Artigo: A voz transparente da toga

19/02/2008 Antiga, Notícias

 


O artigo “A voz transparente da toga”, de autoria do presidente da Comissão de Estágio e Exame de Ordem da OAB-GO, Jônathas Silva, foi publicado na edição desta terça-feira (19) do jornal O Popular.


Ao ouvir o discurso do desembargador José Lenar de Melo Bandeira, na inauguração do prédio do Fórum de Trindade, fazendo uma autêntica prestação de contas de tudo o que foi gasto na construção daquele novo Fórum, fiquei surpreso. Com a voz serena, firme, uma das características do bom magistrado, falou sobre o custo total daquela construção, do projeto arquitetônico ao acabamento, dos móveis, assim como dos computadores e acessórios adquiridos para equipar o novo prédio. Desceu a detalhes: custo por metro quadrado da obra, da instalação hidráulica, elétrica e, ainda, especificou o que foi gasto na aquisição do mobiliário e de todos os componentes do moderno sistema de informática ali instalado.


Na sua fala, o desembargador Lenar deixou claro o compromisso que a toga tem com a transparência pública, no âmbito da administração do Poder Judiciário goiano, afirmando que a licitação seguiu à risca o que dispõe a lei específica que rege essa matéria. Não houve fraude ou qualquer ajeitamento que mascarasse algum intuito escuso de escolher as empresas vencedoras para a construção da obra, para o fornecimento dos móveis ou do material de informática. Em linguagem bastante coloquial, asseverou que “não houve rolo no processo licitatório” – no caso de alguém da platéia lembrar o juiz Nicolau, o famoso “Lalau”.


Ao pronunciar tais palavras, o desembargador foi muito aplaudido pelos presentes àquela solenidade e, especialmente, pelos jurisdicionados. E acrescentou que o novo prédio do Fórum de Trindade era uma casa da justiça e, por isso, não era só dos magistrados, dos membros do Ministério Público, dos advogados, dos servidores, mas de todos os cidadãos, já que a sua construção e a compra de todos os seus equipamentos foram realizadas com dinheiro público, cuja procedência adveio dos recursos das taxas e dos tributos pagos pelos contribuintes.

= = = =

_OBJETIVO DO EXERCÍCIO_
Devolva, sem nenhuma alteração, tudo o que vai de "Ao pronunciar tais" até "pagos pelos contribuintes." no artigo. O material não tem relação com o artigo.

_TRECHO DE DADOS_
= = = =

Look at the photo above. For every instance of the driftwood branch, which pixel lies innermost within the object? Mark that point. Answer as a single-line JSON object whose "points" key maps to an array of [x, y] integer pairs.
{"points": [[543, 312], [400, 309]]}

= = = =

_RESPOSTA DA TAREFA_
Ao pronunciar tais palavras, o desembargador foi muito aplaudido pelos presentes àquela solenidade e, especialmente, pelos jurisdicionados. E acrescentou que o novo prédio do Fórum de Trindade era uma casa da justiça e, por isso, não era só dos magistrados, dos membros do Ministério Público, dos advogados, dos servidores, mas de todos os cidadãos, já que a sua construção e a compra de todos os seus equipamentos foram realizadas com dinheiro público, cuja procedência adveio dos recursos das taxas e dos tributos pagos pelos contribuintes.